*Work instruction:*
Only lines containing the string "mountain" belong in the answer; copy all of them from the entries.

*Given information:*

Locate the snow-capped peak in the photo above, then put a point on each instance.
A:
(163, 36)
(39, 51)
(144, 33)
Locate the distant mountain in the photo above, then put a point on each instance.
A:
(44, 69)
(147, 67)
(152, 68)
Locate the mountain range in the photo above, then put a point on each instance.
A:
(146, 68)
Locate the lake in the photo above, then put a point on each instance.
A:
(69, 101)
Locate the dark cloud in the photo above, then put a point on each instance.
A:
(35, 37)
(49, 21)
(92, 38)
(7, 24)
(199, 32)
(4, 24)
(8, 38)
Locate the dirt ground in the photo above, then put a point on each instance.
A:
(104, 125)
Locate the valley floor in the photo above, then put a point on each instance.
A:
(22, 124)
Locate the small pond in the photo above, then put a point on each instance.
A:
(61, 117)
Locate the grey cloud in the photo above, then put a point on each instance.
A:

--

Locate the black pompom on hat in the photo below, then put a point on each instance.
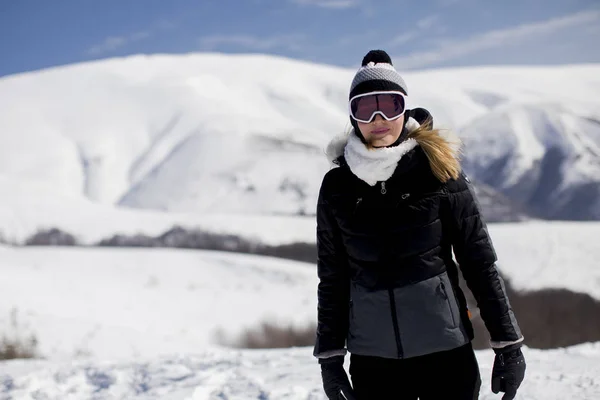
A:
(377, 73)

...

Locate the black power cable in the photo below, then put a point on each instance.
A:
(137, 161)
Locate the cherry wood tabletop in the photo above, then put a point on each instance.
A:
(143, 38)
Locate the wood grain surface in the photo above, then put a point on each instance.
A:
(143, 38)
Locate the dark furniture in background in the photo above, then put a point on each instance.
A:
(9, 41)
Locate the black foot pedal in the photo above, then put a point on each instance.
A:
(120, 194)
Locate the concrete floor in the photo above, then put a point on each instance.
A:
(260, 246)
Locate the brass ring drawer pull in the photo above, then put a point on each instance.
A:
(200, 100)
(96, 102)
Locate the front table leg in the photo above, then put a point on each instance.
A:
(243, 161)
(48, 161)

*Your solution:*
Locate the distant mountain in the photo above, then put a point on each instance.
Locate the mountain range in the photo above, then put a point on each instance.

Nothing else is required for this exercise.